▶ _Text section_:
The Supreme Court agreed yesterday to review the constitutionality of restrictive abortion laws in three states, opening the door for what could become its most expansive consideration of the issue since its 1973 ruling legalizing abortion.

In one of the six cases the court agreed to review, lawyers are explicitly asking the court to rethink important aspects of the 1973 decision barring virtually all government regulation of abortions in the first three months of pregnancy. Attorneys on both sides say privately that they believe some significant modifications are a real possibility.

The laws, from Virginia, Ohio and Missouri, place hurdles of varying difficulty between women and abortions during the first six months of pregnancy. Restrictions range from 24-hour waiting periods to mandatory hospitalization in the second trimester to criminal statutes requiring doctors to describe the fetus' appearance and tell the mother it is "human life."

The court action comes at a sensitive time, roughly 10 years after the court considered the original abortion ruling, Roe vs. Wade, and just as Congress considers bills to strip the federal judiciary of jurisdiction over a number of contentious social issues, including abortion.

The timing, in the absence of two of the justices (William O. Douglas and Potter Stewart) who made up the 1973 majority, worries "pro-choice" advocates. They believe that Chief Justice Warren E. Burger, also part of the 1973 majority, may have modified some of his views as well.

"I think you could see a whole revamping of the entire issue," said one lawyer involved in yesterday's cases who asked not to be identified.

"I just knew the time was right" to seek a rethinking of Roe vs. Wade, said Akron City Attorney Robert D. Pritt, who asked the court to permit greater government regulation of first-trimester abortions.

▶ _Your goal_:
Write the next few paragraphs of the news report above on the Supreme Court's review of state abortion laws, starting after its last sentence.

▶ _Data under study_:
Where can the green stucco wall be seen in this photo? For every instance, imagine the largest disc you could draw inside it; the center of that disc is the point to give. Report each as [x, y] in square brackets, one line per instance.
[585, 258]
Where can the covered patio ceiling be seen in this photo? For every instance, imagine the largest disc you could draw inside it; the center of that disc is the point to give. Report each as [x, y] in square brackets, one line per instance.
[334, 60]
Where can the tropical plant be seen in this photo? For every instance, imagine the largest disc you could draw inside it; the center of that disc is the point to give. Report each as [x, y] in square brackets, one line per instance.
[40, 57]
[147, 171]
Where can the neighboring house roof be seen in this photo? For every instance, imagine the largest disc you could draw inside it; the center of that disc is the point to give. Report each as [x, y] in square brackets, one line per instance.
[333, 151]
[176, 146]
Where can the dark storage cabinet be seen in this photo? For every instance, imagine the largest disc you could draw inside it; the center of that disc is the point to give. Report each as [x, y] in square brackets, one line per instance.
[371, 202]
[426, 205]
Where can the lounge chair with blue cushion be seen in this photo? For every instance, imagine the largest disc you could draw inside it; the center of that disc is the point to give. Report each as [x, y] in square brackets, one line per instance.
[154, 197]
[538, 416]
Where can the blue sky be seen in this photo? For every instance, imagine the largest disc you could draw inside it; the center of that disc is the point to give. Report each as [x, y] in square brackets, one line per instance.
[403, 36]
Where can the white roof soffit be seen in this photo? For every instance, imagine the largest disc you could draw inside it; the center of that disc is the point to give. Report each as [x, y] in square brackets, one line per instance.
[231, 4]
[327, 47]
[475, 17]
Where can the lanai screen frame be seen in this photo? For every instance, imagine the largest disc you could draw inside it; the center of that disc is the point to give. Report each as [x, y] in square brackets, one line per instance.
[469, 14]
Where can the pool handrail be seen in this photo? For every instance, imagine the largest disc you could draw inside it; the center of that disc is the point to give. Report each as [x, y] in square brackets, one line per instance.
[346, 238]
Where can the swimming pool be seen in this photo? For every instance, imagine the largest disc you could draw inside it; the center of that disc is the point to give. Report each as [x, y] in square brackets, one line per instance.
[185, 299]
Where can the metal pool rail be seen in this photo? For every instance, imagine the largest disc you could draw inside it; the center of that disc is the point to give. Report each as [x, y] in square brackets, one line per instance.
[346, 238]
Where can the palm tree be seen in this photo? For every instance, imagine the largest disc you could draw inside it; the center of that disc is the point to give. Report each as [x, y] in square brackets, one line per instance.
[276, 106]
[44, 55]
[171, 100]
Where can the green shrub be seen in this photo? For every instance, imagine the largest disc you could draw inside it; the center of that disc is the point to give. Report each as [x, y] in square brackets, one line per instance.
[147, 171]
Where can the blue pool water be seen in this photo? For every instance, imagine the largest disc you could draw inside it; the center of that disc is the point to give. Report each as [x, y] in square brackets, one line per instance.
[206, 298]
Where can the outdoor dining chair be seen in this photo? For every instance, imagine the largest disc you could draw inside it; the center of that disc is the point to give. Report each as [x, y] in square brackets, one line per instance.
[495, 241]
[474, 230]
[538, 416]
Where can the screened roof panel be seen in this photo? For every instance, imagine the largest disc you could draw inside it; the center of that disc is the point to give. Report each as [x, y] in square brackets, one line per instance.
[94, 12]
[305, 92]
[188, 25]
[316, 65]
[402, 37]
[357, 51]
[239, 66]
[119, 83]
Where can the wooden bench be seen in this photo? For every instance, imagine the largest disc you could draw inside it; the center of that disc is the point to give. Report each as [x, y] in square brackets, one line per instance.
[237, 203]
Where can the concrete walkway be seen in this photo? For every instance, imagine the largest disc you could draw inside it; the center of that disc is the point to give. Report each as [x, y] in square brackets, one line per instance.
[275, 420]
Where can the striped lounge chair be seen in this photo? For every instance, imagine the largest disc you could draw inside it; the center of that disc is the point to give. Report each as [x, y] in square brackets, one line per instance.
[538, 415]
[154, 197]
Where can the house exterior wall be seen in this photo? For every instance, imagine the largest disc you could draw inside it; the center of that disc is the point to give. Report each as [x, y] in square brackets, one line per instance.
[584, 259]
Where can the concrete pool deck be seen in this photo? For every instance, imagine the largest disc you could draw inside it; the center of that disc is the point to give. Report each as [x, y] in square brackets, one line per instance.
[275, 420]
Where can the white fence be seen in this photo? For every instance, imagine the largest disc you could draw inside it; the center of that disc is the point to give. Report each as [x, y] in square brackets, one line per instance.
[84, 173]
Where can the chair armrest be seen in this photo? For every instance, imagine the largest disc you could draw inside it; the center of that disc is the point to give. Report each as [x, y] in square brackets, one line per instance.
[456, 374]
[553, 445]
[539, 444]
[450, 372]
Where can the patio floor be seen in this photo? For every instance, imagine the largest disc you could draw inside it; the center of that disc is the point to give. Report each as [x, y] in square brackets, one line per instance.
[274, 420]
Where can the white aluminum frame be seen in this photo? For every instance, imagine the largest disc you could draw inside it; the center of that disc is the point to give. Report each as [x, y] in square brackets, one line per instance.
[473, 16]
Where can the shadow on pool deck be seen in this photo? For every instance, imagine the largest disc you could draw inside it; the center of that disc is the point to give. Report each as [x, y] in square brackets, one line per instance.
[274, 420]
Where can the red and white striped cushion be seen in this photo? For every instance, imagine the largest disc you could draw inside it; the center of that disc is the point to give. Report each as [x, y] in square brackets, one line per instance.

▶ _Response to the task_:
In Roe vs. Wade, the justices voted 7 to 2 to strike down abortion bans in over 40 states. The court said that first-trimester abortions are a matter between mother and doctor while second-trimester abortions may be regulated "in ways that are reasonably related to maternal health." Abortions in the final weeks may be banned under the ruling.

Among the cases accepted for review yesterday was an appeal by Dr. Chris Simopoulos, a Woodbridge, Va., physician convicted in 1980 of performing an abortion on a teen-age girl in a clinic instead of in a hospital, as required by state law. Simopoulos is one of the few doctors in the country to have been prosecuted and served time in jail for abortion violations since 1973.

The most far-reaching of the laws to be considered next term was enacted in 1978 by the Akron City Council. Patterned after a national "model" drawn up by "right-to-life" activists, the ordinance mandates, among other things:

* A 24-hour waiting period for abortions, including first-trimester abortions.

* Parental or court consent for abortions for girls 15 and under.

* The signing of a pre-abortion "informed consent" affidavit by women of all ages certifying that their doctor has described the fetus "in [anatomical] detail" to them and declared that it "is a human life from the moment of conception."

* Criminal penalties for doctors and others who violate these requirements.

* Hospitalization for all abortions after the first three months (first trimester) of pregnancy rather than treatment on an outpatient basis.

In response to a challenge by the American Civil Liberties Union and the Akron Center for Reproductive Health, the 6th U.S. Circuit Court of Appeals struck down all but the hospitalization requirement as "unduly burdensome" on women's right to obtain abortions. Consequently, the law has never been enforced.

The Missouri case stems from a decision of the 8th U.S. Circuit Court of Appeals striking down as unconstitutional a hospitalization requirement, similar to Akron's, enacted by Missouri in 1979. The justices will have to settle that split between the appellate courts.

The Supreme Court will also be considering Missouri's parental consent requirement for women under 18 (upheld by the appellate court), and its provision, struck down by the court, requiring a second physician during abortions on "viable" fetuses.

The Virginia case is the only one involving an actual criminal prosecution. Dr. Simopoulos was charged in 1979 with providing an illegal abortion to a 17-year-old high school girl who was 22 weeks pregnant.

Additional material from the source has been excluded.